◆ **Estratto della fonte**

•••••

20 Gennaio 2016
La formazione è un asset centrale per chi lavora nel mondo del caffè. A confermarlo un incontro promosso ad Host 2015 da CPC - Consorzio Promozione Caffè. Il convegno - parte di una serie di otto appuntamenti - ha sottolineato l’importanza di un percorso di specializzazione formativa per chi opera nel settore, illustrando la vasta offerta presente sul mercato che si rivolge tanto ai produttori quanto ai baristi.
Al primo filone appartiene la Scuola italiana del caffè organizzata dall’Istituto Italo Latino-Americano (IILA) cui fanno capo, oltre all’Italia, 20 Paesi produttori dell’America Latina. «In questi ultimi due anni - ha detto Naomi Costantini, funzionario dell’Istituto - abbiamo organizzato 4 edizioni, di cui due con il contributo finanziario del Comitato Italiano del Caffè. La scuola prevede docenze gratuite, visite agli impianti di produzione, attività di formazione e assaggio nei training center. A questo si affiancano corsi di pre e post raccolta nei Paesi produttori dell’America latina con l’obiettivo di migliorare le tecniche di produzione fornendo anche attrezzature e tecnologie italiane».

•••••

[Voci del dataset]
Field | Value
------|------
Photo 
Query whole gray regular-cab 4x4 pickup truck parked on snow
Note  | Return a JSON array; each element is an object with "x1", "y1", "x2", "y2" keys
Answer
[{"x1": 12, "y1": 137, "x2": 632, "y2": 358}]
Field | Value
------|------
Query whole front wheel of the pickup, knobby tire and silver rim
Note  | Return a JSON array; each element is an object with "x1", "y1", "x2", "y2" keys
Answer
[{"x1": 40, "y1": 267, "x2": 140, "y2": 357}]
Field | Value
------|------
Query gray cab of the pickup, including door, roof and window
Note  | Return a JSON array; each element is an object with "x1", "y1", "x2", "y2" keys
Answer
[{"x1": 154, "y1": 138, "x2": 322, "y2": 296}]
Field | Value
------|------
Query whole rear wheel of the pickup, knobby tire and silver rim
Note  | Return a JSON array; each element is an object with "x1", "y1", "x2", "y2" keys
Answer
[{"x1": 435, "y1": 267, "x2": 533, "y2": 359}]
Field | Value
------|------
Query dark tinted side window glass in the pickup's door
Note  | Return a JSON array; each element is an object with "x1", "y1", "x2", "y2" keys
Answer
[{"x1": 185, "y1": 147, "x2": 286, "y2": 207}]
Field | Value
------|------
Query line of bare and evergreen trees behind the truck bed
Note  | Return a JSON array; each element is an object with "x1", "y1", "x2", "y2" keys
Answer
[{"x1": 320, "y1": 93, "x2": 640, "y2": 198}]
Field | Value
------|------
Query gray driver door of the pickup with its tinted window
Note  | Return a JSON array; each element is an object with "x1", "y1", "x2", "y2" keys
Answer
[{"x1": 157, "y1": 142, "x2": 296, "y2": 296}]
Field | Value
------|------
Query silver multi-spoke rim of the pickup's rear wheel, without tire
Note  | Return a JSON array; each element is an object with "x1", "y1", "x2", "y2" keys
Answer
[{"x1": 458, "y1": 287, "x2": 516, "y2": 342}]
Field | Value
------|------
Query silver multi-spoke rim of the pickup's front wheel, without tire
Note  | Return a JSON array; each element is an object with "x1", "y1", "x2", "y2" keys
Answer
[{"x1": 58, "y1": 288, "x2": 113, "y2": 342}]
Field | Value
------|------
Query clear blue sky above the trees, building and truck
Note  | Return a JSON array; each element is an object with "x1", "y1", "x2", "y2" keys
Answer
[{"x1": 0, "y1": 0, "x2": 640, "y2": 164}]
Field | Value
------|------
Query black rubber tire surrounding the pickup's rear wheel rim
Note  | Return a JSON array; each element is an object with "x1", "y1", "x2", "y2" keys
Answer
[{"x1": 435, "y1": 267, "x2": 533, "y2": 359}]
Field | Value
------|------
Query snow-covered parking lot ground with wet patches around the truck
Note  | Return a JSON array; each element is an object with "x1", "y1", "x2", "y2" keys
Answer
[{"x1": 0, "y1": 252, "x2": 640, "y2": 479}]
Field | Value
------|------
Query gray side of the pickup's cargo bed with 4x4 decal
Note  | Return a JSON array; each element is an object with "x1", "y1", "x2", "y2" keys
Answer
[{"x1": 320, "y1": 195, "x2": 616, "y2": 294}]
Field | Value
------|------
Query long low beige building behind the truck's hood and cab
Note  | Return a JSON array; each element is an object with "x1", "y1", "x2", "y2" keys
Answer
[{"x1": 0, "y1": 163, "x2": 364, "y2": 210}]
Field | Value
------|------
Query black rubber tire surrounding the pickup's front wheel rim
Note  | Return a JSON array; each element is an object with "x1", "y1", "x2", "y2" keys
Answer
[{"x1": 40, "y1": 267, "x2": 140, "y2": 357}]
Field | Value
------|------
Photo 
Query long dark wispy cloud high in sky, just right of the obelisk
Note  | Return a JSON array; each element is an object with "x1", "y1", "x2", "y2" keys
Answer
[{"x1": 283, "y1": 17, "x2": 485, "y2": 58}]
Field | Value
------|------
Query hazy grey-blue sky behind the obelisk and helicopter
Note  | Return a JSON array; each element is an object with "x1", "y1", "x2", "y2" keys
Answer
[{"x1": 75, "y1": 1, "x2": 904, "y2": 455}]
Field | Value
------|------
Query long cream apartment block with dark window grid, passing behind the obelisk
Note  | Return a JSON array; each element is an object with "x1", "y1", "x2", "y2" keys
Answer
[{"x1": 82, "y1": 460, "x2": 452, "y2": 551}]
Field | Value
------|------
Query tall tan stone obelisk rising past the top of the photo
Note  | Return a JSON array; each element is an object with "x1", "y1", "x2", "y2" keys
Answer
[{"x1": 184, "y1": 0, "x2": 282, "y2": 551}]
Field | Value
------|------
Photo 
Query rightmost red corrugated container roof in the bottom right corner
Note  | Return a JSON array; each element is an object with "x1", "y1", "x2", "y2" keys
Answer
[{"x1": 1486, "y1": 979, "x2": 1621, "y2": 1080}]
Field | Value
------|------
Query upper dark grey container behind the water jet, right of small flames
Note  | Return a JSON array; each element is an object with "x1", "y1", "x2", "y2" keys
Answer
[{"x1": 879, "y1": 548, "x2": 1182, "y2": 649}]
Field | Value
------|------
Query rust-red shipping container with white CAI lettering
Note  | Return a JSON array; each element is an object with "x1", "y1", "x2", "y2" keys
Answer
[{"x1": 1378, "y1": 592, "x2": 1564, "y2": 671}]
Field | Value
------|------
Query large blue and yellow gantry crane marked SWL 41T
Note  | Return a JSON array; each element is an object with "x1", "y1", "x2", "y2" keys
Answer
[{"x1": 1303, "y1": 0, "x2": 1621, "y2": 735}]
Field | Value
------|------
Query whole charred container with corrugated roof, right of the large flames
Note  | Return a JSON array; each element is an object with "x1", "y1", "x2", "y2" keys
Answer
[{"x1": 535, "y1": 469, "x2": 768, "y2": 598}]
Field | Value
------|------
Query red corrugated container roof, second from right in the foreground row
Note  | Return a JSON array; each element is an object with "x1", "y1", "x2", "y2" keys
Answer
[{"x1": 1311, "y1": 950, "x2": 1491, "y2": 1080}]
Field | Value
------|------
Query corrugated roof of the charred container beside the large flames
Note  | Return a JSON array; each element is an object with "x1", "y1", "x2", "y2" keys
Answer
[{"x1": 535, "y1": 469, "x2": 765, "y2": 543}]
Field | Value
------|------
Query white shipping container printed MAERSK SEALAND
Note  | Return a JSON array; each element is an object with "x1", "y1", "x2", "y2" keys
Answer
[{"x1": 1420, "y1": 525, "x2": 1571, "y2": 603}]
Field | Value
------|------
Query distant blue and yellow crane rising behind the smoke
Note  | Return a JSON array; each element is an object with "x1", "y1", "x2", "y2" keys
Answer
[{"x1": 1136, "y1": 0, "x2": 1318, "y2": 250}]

•••••

◆ **Consegna**
Indica tutti gli enti e le organizzazioni nominati nell'estratto sulla formazione nel mondo del caffè.

◆ **Svolgimento**
- CPC - Consorzio Promozione Caffè
- Istituto Italo Latino-Americano (IILA)
- Comitato Italiano del Caffè